* begin Extracted information *

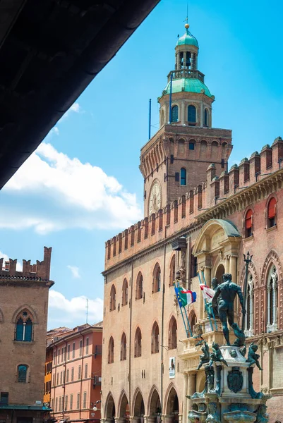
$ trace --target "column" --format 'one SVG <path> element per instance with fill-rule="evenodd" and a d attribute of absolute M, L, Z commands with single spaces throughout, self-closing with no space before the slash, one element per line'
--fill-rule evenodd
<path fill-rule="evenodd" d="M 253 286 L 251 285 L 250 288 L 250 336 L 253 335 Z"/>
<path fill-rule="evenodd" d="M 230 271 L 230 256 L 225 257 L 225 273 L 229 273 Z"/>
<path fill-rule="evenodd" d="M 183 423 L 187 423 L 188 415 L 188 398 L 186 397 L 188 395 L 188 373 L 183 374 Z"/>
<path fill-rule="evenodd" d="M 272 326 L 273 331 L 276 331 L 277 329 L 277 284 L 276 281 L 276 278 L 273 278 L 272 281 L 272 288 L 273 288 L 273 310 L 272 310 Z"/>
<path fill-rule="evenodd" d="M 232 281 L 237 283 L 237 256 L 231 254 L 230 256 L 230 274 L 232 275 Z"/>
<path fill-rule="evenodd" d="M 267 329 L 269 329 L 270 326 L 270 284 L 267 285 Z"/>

* end Extracted information *
* begin Extracted information *

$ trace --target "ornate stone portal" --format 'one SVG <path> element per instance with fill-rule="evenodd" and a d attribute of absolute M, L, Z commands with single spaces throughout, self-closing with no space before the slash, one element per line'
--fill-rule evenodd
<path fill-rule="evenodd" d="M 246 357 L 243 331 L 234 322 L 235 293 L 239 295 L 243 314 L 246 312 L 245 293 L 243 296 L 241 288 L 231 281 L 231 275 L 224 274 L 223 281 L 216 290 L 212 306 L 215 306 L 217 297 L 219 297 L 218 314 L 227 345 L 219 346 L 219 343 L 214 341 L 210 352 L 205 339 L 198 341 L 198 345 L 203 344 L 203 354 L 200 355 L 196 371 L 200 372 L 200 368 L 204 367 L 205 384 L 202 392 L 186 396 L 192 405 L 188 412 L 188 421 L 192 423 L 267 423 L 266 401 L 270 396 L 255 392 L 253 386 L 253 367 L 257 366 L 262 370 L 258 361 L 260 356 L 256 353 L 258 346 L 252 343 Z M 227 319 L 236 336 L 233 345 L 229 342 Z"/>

* end Extracted information *

### Request:
Pull out each line of the data above that contains the word "column", and treat upper and lower case as different.

### Answer to the exercise:
$ trace --target "column" --format 'one SVG <path> element per instance with fill-rule="evenodd" and a d attribute of absolute M, L, Z commands with single spaces throughout, self-closing with no space before the slash, one element per line'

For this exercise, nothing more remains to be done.